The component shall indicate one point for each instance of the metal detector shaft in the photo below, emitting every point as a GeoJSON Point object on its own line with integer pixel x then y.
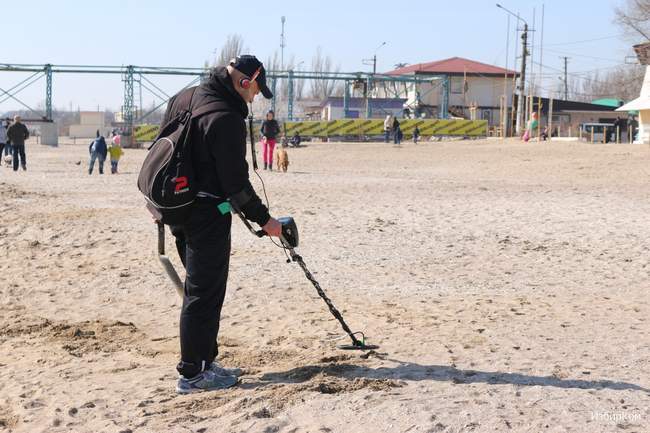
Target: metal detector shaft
{"type": "Point", "coordinates": [298, 259]}
{"type": "Point", "coordinates": [167, 264]}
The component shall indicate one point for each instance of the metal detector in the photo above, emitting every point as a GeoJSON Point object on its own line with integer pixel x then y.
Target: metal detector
{"type": "Point", "coordinates": [167, 264]}
{"type": "Point", "coordinates": [290, 239]}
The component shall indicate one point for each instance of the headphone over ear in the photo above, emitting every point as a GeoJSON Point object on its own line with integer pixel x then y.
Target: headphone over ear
{"type": "Point", "coordinates": [245, 83]}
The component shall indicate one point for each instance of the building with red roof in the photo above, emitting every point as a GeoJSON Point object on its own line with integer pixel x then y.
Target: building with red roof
{"type": "Point", "coordinates": [469, 84]}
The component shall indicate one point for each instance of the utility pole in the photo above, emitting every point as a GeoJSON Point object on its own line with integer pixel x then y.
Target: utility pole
{"type": "Point", "coordinates": [522, 79]}
{"type": "Point", "coordinates": [282, 44]}
{"type": "Point", "coordinates": [566, 82]}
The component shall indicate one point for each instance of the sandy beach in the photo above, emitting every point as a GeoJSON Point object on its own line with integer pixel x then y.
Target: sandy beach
{"type": "Point", "coordinates": [506, 284]}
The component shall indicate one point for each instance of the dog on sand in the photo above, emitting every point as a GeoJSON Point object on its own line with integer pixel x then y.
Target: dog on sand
{"type": "Point", "coordinates": [282, 159]}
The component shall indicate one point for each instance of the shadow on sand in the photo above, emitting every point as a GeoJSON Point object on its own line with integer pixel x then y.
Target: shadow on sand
{"type": "Point", "coordinates": [408, 371]}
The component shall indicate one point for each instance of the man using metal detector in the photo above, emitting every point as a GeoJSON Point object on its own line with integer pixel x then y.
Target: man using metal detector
{"type": "Point", "coordinates": [218, 146]}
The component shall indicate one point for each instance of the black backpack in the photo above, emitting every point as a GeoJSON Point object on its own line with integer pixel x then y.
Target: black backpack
{"type": "Point", "coordinates": [167, 175]}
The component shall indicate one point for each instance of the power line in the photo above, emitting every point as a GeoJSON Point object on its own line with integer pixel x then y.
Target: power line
{"type": "Point", "coordinates": [586, 40]}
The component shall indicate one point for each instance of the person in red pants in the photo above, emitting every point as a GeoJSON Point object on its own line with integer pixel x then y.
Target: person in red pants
{"type": "Point", "coordinates": [270, 130]}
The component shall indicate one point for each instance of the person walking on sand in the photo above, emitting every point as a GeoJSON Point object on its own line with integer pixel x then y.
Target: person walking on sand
{"type": "Point", "coordinates": [97, 150]}
{"type": "Point", "coordinates": [8, 146]}
{"type": "Point", "coordinates": [218, 146]}
{"type": "Point", "coordinates": [270, 130]}
{"type": "Point", "coordinates": [388, 126]}
{"type": "Point", "coordinates": [416, 134]}
{"type": "Point", "coordinates": [17, 134]}
{"type": "Point", "coordinates": [3, 137]}
{"type": "Point", "coordinates": [115, 151]}
{"type": "Point", "coordinates": [397, 132]}
{"type": "Point", "coordinates": [530, 129]}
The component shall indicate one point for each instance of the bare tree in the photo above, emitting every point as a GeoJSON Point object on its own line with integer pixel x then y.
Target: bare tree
{"type": "Point", "coordinates": [621, 83]}
{"type": "Point", "coordinates": [322, 87]}
{"type": "Point", "coordinates": [233, 47]}
{"type": "Point", "coordinates": [635, 16]}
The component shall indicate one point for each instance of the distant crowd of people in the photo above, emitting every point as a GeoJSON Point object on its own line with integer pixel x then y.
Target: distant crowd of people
{"type": "Point", "coordinates": [99, 151]}
{"type": "Point", "coordinates": [12, 147]}
{"type": "Point", "coordinates": [12, 143]}
{"type": "Point", "coordinates": [619, 130]}
{"type": "Point", "coordinates": [392, 127]}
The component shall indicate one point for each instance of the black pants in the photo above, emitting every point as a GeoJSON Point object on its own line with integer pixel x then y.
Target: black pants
{"type": "Point", "coordinates": [19, 153]}
{"type": "Point", "coordinates": [203, 244]}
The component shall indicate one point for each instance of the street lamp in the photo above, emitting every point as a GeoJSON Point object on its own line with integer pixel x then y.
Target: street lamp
{"type": "Point", "coordinates": [522, 76]}
{"type": "Point", "coordinates": [374, 59]}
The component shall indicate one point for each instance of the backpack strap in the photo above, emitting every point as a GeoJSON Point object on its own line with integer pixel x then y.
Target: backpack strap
{"type": "Point", "coordinates": [209, 108]}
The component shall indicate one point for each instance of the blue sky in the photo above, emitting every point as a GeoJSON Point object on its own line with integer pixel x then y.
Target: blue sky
{"type": "Point", "coordinates": [151, 33]}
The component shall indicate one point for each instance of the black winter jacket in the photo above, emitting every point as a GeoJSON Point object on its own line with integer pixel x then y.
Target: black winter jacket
{"type": "Point", "coordinates": [218, 143]}
{"type": "Point", "coordinates": [17, 133]}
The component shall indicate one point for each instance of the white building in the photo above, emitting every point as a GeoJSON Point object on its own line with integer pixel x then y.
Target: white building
{"type": "Point", "coordinates": [642, 103]}
{"type": "Point", "coordinates": [89, 123]}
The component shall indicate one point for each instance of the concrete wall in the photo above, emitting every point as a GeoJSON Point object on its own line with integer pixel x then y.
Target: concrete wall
{"type": "Point", "coordinates": [92, 118]}
{"type": "Point", "coordinates": [49, 134]}
{"type": "Point", "coordinates": [88, 131]}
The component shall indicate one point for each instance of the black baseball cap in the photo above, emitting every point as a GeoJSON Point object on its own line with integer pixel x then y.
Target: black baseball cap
{"type": "Point", "coordinates": [254, 69]}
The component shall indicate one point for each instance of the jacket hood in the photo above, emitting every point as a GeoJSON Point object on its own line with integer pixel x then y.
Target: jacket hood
{"type": "Point", "coordinates": [220, 85]}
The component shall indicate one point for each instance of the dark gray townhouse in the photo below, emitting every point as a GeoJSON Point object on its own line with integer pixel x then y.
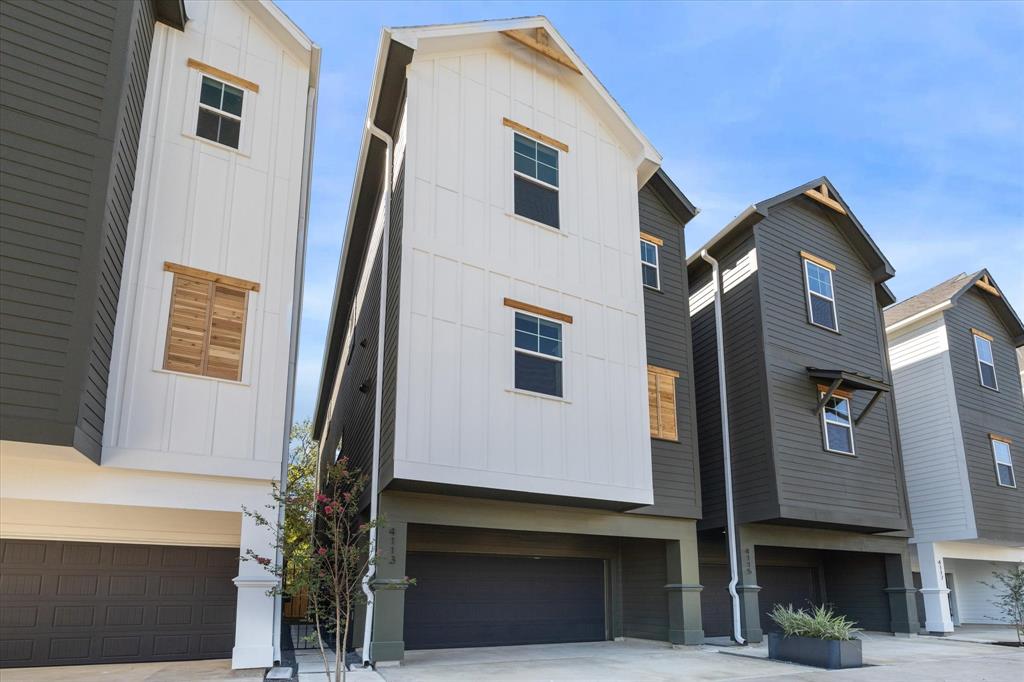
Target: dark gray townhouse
{"type": "Point", "coordinates": [954, 350]}
{"type": "Point", "coordinates": [508, 358]}
{"type": "Point", "coordinates": [817, 480]}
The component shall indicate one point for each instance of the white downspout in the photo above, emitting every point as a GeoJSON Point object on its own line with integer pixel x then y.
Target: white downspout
{"type": "Point", "coordinates": [378, 391]}
{"type": "Point", "coordinates": [293, 350]}
{"type": "Point", "coordinates": [730, 521]}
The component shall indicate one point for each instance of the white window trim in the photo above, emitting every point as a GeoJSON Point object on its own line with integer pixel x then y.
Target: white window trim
{"type": "Point", "coordinates": [809, 294]}
{"type": "Point", "coordinates": [512, 388]}
{"type": "Point", "coordinates": [824, 426]}
{"type": "Point", "coordinates": [977, 356]}
{"type": "Point", "coordinates": [510, 163]}
{"type": "Point", "coordinates": [193, 104]}
{"type": "Point", "coordinates": [656, 265]}
{"type": "Point", "coordinates": [997, 464]}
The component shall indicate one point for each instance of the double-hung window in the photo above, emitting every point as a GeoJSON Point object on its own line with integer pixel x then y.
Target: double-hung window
{"type": "Point", "coordinates": [538, 354]}
{"type": "Point", "coordinates": [837, 424]}
{"type": "Point", "coordinates": [219, 113]}
{"type": "Point", "coordinates": [649, 262]}
{"type": "Point", "coordinates": [820, 293]}
{"type": "Point", "coordinates": [986, 360]}
{"type": "Point", "coordinates": [1004, 461]}
{"type": "Point", "coordinates": [536, 169]}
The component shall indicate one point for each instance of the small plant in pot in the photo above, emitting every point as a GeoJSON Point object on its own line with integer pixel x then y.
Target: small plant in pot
{"type": "Point", "coordinates": [818, 637]}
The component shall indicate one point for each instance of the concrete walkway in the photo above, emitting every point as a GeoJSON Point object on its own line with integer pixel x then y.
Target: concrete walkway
{"type": "Point", "coordinates": [175, 671]}
{"type": "Point", "coordinates": [888, 658]}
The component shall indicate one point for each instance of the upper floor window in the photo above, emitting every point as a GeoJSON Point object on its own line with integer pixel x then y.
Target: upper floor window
{"type": "Point", "coordinates": [837, 425]}
{"type": "Point", "coordinates": [649, 247]}
{"type": "Point", "coordinates": [206, 326]}
{"type": "Point", "coordinates": [538, 354]}
{"type": "Point", "coordinates": [662, 402]}
{"type": "Point", "coordinates": [820, 294]}
{"type": "Point", "coordinates": [1004, 461]}
{"type": "Point", "coordinates": [986, 360]}
{"type": "Point", "coordinates": [536, 174]}
{"type": "Point", "coordinates": [219, 113]}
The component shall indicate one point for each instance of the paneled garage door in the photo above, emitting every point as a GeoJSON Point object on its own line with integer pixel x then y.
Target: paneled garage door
{"type": "Point", "coordinates": [65, 603]}
{"type": "Point", "coordinates": [477, 600]}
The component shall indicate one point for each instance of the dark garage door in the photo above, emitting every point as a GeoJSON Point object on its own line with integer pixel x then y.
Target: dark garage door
{"type": "Point", "coordinates": [65, 603]}
{"type": "Point", "coordinates": [478, 600]}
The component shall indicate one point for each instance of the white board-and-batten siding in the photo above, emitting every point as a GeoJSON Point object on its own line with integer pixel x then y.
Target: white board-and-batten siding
{"type": "Point", "coordinates": [226, 211]}
{"type": "Point", "coordinates": [463, 252]}
{"type": "Point", "coordinates": [930, 433]}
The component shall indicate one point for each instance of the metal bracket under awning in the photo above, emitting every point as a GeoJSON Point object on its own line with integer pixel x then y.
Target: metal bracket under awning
{"type": "Point", "coordinates": [841, 379]}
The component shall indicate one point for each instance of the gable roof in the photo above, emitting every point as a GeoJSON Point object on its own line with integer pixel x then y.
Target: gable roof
{"type": "Point", "coordinates": [822, 192]}
{"type": "Point", "coordinates": [945, 294]}
{"type": "Point", "coordinates": [394, 53]}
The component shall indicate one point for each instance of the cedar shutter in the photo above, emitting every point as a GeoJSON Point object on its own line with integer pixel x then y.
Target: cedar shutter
{"type": "Point", "coordinates": [227, 327]}
{"type": "Point", "coordinates": [186, 329]}
{"type": "Point", "coordinates": [207, 327]}
{"type": "Point", "coordinates": [662, 402]}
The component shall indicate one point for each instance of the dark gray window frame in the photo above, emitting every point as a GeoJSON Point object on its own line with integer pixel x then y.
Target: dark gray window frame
{"type": "Point", "coordinates": [977, 356]}
{"type": "Point", "coordinates": [992, 439]}
{"type": "Point", "coordinates": [825, 443]}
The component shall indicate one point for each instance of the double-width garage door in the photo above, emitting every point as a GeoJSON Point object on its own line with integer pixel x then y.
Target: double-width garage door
{"type": "Point", "coordinates": [65, 603]}
{"type": "Point", "coordinates": [479, 600]}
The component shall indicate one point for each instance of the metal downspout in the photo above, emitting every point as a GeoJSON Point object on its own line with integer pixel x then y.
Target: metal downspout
{"type": "Point", "coordinates": [293, 350]}
{"type": "Point", "coordinates": [726, 450]}
{"type": "Point", "coordinates": [378, 391]}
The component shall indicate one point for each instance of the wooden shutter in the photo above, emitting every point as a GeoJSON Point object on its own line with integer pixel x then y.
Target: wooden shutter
{"type": "Point", "coordinates": [186, 329]}
{"type": "Point", "coordinates": [227, 333]}
{"type": "Point", "coordinates": [207, 327]}
{"type": "Point", "coordinates": [662, 402]}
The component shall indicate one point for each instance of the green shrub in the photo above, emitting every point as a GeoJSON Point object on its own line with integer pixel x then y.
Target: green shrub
{"type": "Point", "coordinates": [821, 623]}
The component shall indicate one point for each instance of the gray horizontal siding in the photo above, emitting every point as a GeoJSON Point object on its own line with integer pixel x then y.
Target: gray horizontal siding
{"type": "Point", "coordinates": [750, 436]}
{"type": "Point", "coordinates": [998, 511]}
{"type": "Point", "coordinates": [814, 484]}
{"type": "Point", "coordinates": [675, 466]}
{"type": "Point", "coordinates": [73, 79]}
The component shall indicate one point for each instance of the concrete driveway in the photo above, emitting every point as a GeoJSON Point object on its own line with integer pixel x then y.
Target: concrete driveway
{"type": "Point", "coordinates": [888, 658]}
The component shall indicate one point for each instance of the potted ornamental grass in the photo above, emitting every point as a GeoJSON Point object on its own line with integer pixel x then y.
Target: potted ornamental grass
{"type": "Point", "coordinates": [818, 637]}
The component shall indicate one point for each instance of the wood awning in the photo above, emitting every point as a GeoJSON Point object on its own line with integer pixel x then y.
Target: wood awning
{"type": "Point", "coordinates": [842, 380]}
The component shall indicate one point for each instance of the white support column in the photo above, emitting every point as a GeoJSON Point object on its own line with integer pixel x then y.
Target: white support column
{"type": "Point", "coordinates": [934, 590]}
{"type": "Point", "coordinates": [255, 613]}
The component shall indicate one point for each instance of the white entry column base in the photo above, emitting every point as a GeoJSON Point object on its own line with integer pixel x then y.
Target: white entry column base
{"type": "Point", "coordinates": [934, 590]}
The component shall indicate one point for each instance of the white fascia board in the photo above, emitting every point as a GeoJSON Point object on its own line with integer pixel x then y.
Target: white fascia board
{"type": "Point", "coordinates": [648, 159]}
{"type": "Point", "coordinates": [921, 316]}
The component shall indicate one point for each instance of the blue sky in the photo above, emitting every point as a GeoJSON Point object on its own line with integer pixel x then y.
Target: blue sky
{"type": "Point", "coordinates": [914, 111]}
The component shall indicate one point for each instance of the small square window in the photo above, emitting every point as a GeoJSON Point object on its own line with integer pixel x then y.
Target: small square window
{"type": "Point", "coordinates": [986, 360]}
{"type": "Point", "coordinates": [648, 264]}
{"type": "Point", "coordinates": [837, 425]}
{"type": "Point", "coordinates": [1004, 463]}
{"type": "Point", "coordinates": [538, 354]}
{"type": "Point", "coordinates": [219, 113]}
{"type": "Point", "coordinates": [820, 296]}
{"type": "Point", "coordinates": [536, 182]}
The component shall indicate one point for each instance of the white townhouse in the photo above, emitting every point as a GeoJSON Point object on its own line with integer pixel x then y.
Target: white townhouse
{"type": "Point", "coordinates": [953, 350]}
{"type": "Point", "coordinates": [150, 369]}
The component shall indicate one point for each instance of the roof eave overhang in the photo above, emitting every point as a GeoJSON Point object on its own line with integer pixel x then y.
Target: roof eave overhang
{"type": "Point", "coordinates": [646, 159]}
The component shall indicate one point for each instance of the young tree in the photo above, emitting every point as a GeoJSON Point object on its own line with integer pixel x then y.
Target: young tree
{"type": "Point", "coordinates": [329, 564]}
{"type": "Point", "coordinates": [1009, 588]}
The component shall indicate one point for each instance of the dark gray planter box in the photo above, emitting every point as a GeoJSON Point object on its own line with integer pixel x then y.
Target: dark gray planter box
{"type": "Point", "coordinates": [828, 653]}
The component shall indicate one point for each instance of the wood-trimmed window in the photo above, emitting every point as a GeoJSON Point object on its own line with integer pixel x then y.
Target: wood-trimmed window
{"type": "Point", "coordinates": [206, 327]}
{"type": "Point", "coordinates": [986, 359]}
{"type": "Point", "coordinates": [837, 422]}
{"type": "Point", "coordinates": [1004, 461]}
{"type": "Point", "coordinates": [662, 402]}
{"type": "Point", "coordinates": [820, 292]}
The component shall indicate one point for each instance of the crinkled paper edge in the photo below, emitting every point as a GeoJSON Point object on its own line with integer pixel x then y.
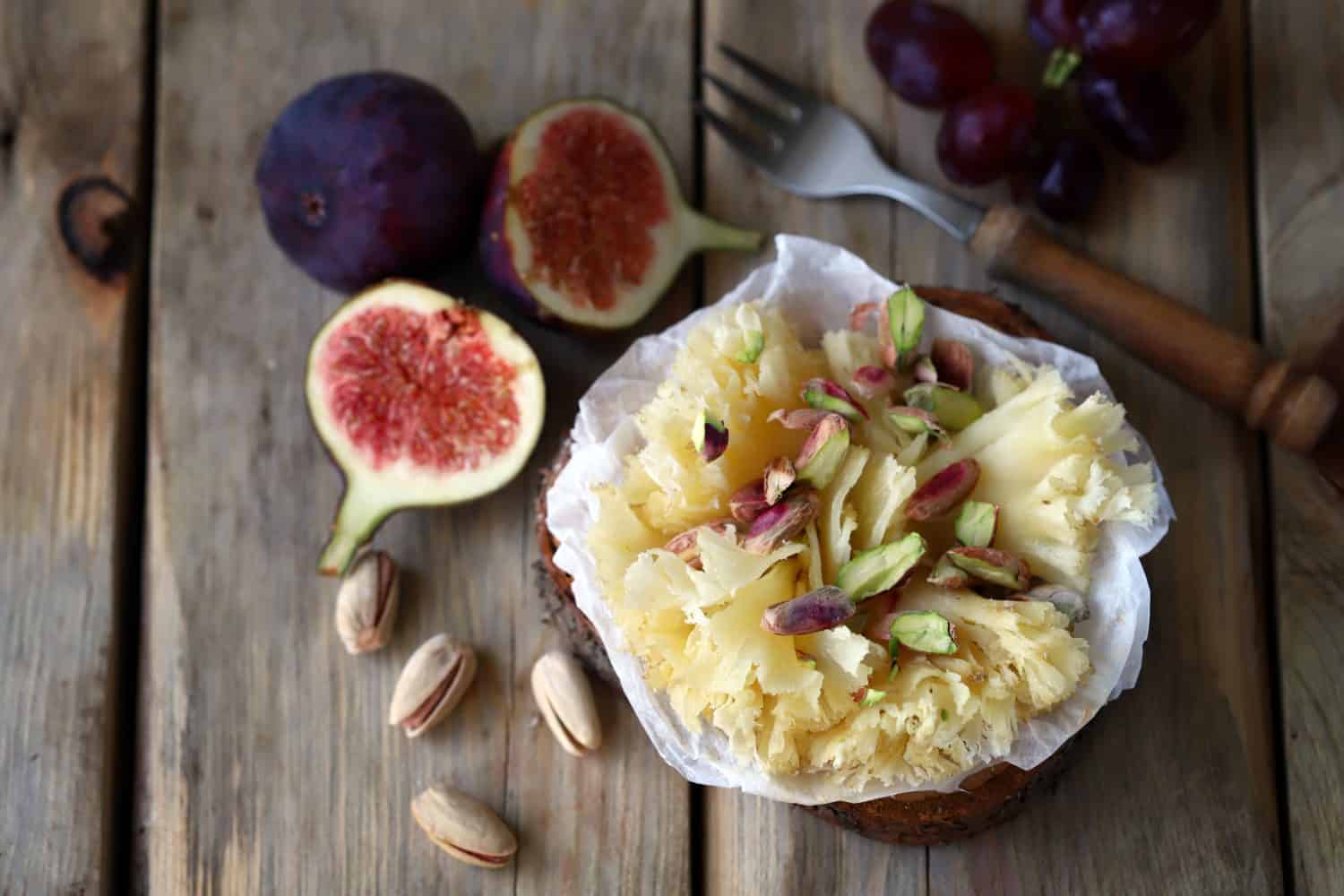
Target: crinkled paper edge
{"type": "Point", "coordinates": [816, 285]}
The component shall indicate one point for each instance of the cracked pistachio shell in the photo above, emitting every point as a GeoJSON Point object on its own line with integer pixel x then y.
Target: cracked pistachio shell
{"type": "Point", "coordinates": [432, 684]}
{"type": "Point", "coordinates": [953, 363]}
{"type": "Point", "coordinates": [366, 603]}
{"type": "Point", "coordinates": [564, 700]}
{"type": "Point", "coordinates": [464, 828]}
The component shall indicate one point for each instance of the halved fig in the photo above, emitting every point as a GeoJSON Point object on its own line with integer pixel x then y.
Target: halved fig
{"type": "Point", "coordinates": [421, 401]}
{"type": "Point", "coordinates": [585, 223]}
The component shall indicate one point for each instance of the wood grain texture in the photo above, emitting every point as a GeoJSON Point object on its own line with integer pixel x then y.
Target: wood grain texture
{"type": "Point", "coordinates": [1228, 370]}
{"type": "Point", "coordinates": [1300, 209]}
{"type": "Point", "coordinates": [266, 763]}
{"type": "Point", "coordinates": [62, 474]}
{"type": "Point", "coordinates": [1172, 788]}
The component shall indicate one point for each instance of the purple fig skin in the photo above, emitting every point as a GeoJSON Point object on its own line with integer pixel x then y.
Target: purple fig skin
{"type": "Point", "coordinates": [370, 177]}
{"type": "Point", "coordinates": [814, 611]}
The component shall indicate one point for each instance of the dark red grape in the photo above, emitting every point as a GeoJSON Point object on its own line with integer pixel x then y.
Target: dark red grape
{"type": "Point", "coordinates": [1067, 177]}
{"type": "Point", "coordinates": [986, 134]}
{"type": "Point", "coordinates": [929, 54]}
{"type": "Point", "coordinates": [1140, 115]}
{"type": "Point", "coordinates": [1054, 23]}
{"type": "Point", "coordinates": [1142, 35]}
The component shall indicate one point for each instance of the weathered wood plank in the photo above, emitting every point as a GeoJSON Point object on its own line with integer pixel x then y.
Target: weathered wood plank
{"type": "Point", "coordinates": [1296, 75]}
{"type": "Point", "coordinates": [753, 845]}
{"type": "Point", "coordinates": [72, 105]}
{"type": "Point", "coordinates": [1171, 790]}
{"type": "Point", "coordinates": [1193, 745]}
{"type": "Point", "coordinates": [266, 761]}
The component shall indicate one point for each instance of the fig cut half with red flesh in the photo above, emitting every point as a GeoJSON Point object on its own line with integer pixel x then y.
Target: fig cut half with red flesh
{"type": "Point", "coordinates": [585, 223]}
{"type": "Point", "coordinates": [421, 401]}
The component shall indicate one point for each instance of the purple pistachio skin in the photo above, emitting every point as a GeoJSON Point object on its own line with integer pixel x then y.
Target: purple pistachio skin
{"type": "Point", "coordinates": [814, 611]}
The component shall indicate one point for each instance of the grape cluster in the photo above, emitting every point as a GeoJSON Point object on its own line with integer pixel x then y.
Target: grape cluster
{"type": "Point", "coordinates": [1112, 51]}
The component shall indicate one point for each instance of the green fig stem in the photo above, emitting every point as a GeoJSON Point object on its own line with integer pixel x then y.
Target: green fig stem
{"type": "Point", "coordinates": [707, 233]}
{"type": "Point", "coordinates": [1059, 67]}
{"type": "Point", "coordinates": [355, 521]}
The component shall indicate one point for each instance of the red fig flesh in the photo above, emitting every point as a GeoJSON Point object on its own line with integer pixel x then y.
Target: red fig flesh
{"type": "Point", "coordinates": [585, 223]}
{"type": "Point", "coordinates": [421, 401]}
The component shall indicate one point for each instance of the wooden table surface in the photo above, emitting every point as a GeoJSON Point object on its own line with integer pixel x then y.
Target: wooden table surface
{"type": "Point", "coordinates": [179, 716]}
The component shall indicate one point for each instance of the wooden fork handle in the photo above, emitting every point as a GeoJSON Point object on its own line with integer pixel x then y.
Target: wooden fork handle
{"type": "Point", "coordinates": [1228, 370]}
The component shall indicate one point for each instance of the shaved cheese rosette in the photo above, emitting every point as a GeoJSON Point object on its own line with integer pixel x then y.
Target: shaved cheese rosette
{"type": "Point", "coordinates": [841, 702]}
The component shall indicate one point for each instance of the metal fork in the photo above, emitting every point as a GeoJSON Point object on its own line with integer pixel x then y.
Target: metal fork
{"type": "Point", "coordinates": [816, 150]}
{"type": "Point", "coordinates": [819, 151]}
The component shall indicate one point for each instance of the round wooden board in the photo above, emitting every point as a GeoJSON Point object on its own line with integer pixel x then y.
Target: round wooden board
{"type": "Point", "coordinates": [918, 818]}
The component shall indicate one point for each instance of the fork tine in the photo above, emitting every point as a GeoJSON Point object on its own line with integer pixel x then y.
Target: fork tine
{"type": "Point", "coordinates": [746, 145]}
{"type": "Point", "coordinates": [768, 78]}
{"type": "Point", "coordinates": [760, 116]}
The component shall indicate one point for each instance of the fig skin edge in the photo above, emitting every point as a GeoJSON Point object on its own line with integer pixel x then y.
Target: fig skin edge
{"type": "Point", "coordinates": [368, 497]}
{"type": "Point", "coordinates": [693, 231]}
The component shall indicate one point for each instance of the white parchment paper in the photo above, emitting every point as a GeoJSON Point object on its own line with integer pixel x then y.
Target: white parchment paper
{"type": "Point", "coordinates": [816, 285]}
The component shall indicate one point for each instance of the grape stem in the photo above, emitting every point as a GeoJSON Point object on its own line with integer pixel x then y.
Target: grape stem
{"type": "Point", "coordinates": [1059, 67]}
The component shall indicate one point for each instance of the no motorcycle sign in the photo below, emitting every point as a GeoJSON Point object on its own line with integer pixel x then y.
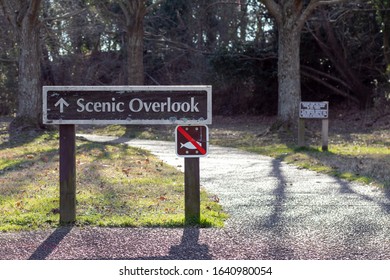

Stated exercise =
Select every line of the records above that contains the word "overhang", and copy each one.

Result of the exercise =
The component shall indicate one point for each instance of the roof eave overhang in the photo above, emitting every point as a GeoJSON Point object on its own line with integer pixel x then y.
Target: roof eave overhang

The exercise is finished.